**INFORMATION SUPPLIED**

◇ ◇ ◇ ◇ ◇ ◇ ◇

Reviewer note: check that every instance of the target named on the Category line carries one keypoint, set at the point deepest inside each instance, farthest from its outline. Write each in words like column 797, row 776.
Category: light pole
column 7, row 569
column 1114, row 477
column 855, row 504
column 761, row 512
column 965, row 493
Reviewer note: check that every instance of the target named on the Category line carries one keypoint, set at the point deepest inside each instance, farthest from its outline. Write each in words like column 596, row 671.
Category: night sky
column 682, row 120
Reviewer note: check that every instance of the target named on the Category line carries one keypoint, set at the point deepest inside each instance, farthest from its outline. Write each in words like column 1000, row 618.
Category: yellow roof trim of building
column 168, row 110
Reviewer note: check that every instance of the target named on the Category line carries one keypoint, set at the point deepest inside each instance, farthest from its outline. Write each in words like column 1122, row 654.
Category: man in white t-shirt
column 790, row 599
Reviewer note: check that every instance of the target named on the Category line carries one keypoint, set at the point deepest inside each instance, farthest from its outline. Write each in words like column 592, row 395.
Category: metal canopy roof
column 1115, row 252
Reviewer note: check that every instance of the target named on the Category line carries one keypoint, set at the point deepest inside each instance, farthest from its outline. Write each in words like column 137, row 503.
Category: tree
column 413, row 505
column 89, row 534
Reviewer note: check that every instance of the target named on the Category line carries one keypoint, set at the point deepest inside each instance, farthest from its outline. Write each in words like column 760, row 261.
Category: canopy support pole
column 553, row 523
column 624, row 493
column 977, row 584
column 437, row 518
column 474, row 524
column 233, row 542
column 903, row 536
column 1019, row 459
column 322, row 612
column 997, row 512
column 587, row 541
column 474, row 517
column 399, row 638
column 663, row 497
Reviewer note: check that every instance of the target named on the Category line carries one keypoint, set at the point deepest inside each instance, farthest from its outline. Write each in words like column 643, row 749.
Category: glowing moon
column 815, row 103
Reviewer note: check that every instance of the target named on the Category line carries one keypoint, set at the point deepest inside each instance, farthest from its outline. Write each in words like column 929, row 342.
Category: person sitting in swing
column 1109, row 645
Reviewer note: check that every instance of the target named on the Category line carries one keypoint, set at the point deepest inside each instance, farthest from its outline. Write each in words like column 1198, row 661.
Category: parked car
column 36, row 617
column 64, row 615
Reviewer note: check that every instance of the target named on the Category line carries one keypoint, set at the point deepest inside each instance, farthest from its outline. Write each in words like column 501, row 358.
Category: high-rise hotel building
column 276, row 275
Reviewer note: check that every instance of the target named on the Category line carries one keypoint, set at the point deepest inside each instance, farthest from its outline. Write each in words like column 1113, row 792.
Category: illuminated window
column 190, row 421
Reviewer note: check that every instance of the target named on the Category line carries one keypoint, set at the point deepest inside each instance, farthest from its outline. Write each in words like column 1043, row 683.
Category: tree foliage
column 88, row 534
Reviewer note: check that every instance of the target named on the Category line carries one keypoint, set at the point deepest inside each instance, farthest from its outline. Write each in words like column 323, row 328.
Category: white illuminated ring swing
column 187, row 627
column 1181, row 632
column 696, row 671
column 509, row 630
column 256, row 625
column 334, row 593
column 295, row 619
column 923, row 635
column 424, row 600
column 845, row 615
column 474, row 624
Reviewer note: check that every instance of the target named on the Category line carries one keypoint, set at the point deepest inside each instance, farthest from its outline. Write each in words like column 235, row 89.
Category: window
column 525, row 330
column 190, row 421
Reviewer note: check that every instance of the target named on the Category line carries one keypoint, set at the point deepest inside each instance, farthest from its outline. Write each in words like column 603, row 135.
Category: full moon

◇ ◇ ◇ ◇ ◇ ◇ ◇

**PROBLEM DETAILS**
Swap "Reviewer note" for "Checker note" everywhere in the records above and give them again, leaving everything else unchanged.

**CORRECT RESPONSE**
Checker note: check that every instance of the target named on the Category line carries one keypoint, set at the point deepest inside each instance, farthest from its outline. Write each in words like column 797, row 776.
Category: light pole
column 7, row 569
column 1114, row 477
column 855, row 504
column 761, row 512
column 965, row 493
Checker note: check that every instance of the target named on the Category line carries one keypoint, set at the point deepest inside each instance, farthest from its outline. Write each in words like column 596, row 671.
Category: night sky
column 682, row 120
Checker note: check that every instance of the target named on the Category line carries one keypoint, set at the point deepest inside each instance, farthest from its outline. Write each in words like column 1000, row 618.
Category: yellow roof trim of building
column 168, row 110
Checker note: check that every instance of the target named on the Category line carries one keypoint, set at the point deepest inside each instance, farthest from its outline. Write each in words like column 1122, row 654.
Category: man in white t-shirt
column 790, row 599
Checker note: check that every instance of the target named on the Category line carries one keypoint, set at the point deepest inside each instance, farthest from its outline. Write each in words like column 592, row 395.
Category: metal canopy roof
column 1115, row 252
Checker note: check that every instance of the target named on the Category line carries one keypoint, set at the point deepest inside each instance, farthest from its outline. Write each in words like column 137, row 503.
Category: tree
column 413, row 505
column 89, row 534
Checker note: check that every instance of the target named on the Category line carries one keypoint, set at the point deepest inside each instance, farthest from its outline. Write each in words like column 760, row 261.
Category: canopy support pole
column 553, row 523
column 624, row 493
column 977, row 584
column 437, row 518
column 474, row 524
column 233, row 542
column 903, row 536
column 1019, row 459
column 322, row 612
column 997, row 512
column 587, row 541
column 474, row 517
column 399, row 638
column 663, row 497
Checker note: check that every instance of the target named on the Category line carries one keypoint, set at the point deepest inside each instance, farthest from its outline. Write each in words like column 643, row 749.
Category: glowing moon
column 815, row 103
Checker note: check that every instance of the target named on the Category line carries one keypoint, set at the point deepest inside each instance, farthest from its outline. Write each in words like column 929, row 342.
Category: person sitting in swing
column 1109, row 645
Checker note: check that every instance of the target named on the Category line carries one keypoint, set at the point deepest inside each instance, farthest from its outline. Write each in words like column 1198, row 661.
Category: parked car
column 36, row 617
column 64, row 615
Checker note: check that every instance of the target named on the Category line carries one keypoint, set at the point deepest inside each instance, farthest from its outline. Write each in words like column 501, row 358.
Category: high-rise hotel building
column 276, row 275
Checker note: check that every instance of the target named on the Category line carries one keypoint, set at the point deepest inside each instance, farthest from its outline. Write each in words like column 1113, row 792.
Category: illuminated window
column 190, row 421
Checker note: check that every instance of the target named on the Category line carries one keypoint, set at the point deepest inside each instance, farthest from its outline. Write each in words like column 1043, row 683.
Category: tree foliage
column 88, row 534
Checker note: check that every instance of the target named on the Category line carries one keypoint, set at the point deepest inside each instance, farthest from its outline. Write each in words like column 323, row 328.
Category: white illuminated ring swing
column 187, row 627
column 1181, row 632
column 696, row 671
column 509, row 630
column 256, row 625
column 334, row 593
column 295, row 619
column 923, row 635
column 424, row 600
column 845, row 615
column 474, row 624
Checker note: check that every instance of the target named on the Category line carries one keypoint, set at the point deepest inside each instance, farthest from its outline. Write each in words like column 235, row 89.
Category: window
column 525, row 330
column 190, row 421
Checker note: check that every instance of the target named on the Category line carries one keypoint, set at the point deepest inside each instance, farthest from its outline. Write each in words like column 603, row 135.
Category: full moon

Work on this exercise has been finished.